Data from a collection of records
## BEGIN

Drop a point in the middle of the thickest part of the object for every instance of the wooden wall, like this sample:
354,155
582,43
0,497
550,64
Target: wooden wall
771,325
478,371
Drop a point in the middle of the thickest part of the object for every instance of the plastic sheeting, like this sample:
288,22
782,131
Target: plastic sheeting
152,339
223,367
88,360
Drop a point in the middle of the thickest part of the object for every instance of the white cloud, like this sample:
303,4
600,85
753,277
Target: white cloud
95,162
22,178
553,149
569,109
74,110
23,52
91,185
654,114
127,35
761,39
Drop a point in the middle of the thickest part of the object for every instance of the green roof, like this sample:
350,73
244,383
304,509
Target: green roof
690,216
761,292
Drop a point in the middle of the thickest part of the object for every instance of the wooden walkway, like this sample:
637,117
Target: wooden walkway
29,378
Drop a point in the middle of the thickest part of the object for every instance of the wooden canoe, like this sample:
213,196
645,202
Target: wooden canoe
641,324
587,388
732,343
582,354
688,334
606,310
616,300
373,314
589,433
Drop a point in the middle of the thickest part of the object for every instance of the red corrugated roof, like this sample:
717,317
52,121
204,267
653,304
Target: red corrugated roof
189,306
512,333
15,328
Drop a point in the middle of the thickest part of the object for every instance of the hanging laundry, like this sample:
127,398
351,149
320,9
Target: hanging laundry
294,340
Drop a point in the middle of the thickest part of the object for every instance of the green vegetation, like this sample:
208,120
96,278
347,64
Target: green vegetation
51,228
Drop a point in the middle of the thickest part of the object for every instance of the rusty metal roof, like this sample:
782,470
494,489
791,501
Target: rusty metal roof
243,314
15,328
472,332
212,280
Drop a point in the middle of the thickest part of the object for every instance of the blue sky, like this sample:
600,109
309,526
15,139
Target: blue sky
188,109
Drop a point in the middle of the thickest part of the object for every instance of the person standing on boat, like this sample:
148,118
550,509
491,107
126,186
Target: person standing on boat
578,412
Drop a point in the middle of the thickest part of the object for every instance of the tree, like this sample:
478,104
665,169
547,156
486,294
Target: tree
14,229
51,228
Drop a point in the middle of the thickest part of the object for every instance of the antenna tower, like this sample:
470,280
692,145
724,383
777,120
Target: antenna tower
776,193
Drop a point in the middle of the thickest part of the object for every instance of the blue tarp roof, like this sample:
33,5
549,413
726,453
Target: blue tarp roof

## END

● **Problem details**: Reproduce the data above, swapping "Drop a point" for "Place a point" everywhere it occurs and leaving everything else untouched.

● **In response**:
Place a point in the middle of the thickest part of the object for every instance of the wooden wall, like this sample:
354,155
582,43
0,497
550,64
Target: wooden wall
771,325
478,371
Place a point in the middle of the thickest part of the object for every instance of the plastic sheeting, like this sample:
288,22
782,131
Target: plastic sheeting
152,339
223,367
88,360
Place a point in the middle of the thickest part of the object for every instance of the white cloud, like this sample:
303,4
600,85
753,277
Target: white cloud
95,162
22,178
553,149
569,109
74,110
23,52
91,185
654,114
127,35
761,39
Place a point in the middle of the thickest part of the object for every instance of the green roof, like this sample:
350,73
244,383
304,509
Target: green roof
690,216
761,292
Place a point in the middle of the thickest part of the object for every instance of the wooden walkway, like this sample:
637,117
Target: wooden walkway
29,378
Place a point in the middle of the thickest part of the object for every instance of the wooden canoe, like this sample:
213,196
645,202
Target: wooden canoe
641,324
587,388
732,343
582,354
688,334
606,310
616,300
373,314
589,433
Place a point in the middle of the thickest part of the object for every instance of the red corrugated roof, like this sample:
717,317
52,121
204,267
653,304
Target: red corrugated roof
189,306
512,333
15,328
Place a point in the middle of the thickest part of the object for every instance of the hanging laundry, like this sample:
127,398
351,149
320,9
Target: hanging laundry
294,340
Place a point in the middle of the thickest part of the object for every instance of the green vegetation, like this sample:
208,120
96,278
347,64
Target: green vegetation
51,228
Place a point in the middle of the thickest part of the object for every instance of the rusty metal roof, like this sample:
782,470
494,489
791,501
Target: rusty metal roof
243,314
15,328
472,332
212,280
Place a point in the middle of the thickest part of the object for every instance of the blue sky, like this sample:
600,109
309,526
15,139
Target: blue sky
188,109
Place a point in the middle of the thickest part of the object for every instance of the person standing on boat, like this sample:
148,118
550,509
491,107
126,186
Target: person standing on boat
578,412
Place a point in the middle of the thickest part of the object for every instance of the tree, like this sample:
478,104
665,169
547,156
486,294
Target: tree
14,229
51,228
Place a point in the middle of the thickest part of the object for every instance of the antenna tower, like this sample:
470,280
692,145
724,383
777,120
Target: antenna tower
776,193
Place a point in the middle of the thickest part of the object for every instance of the blue tarp roof, like this sample:
33,5
549,413
726,453
Target: blue tarp roof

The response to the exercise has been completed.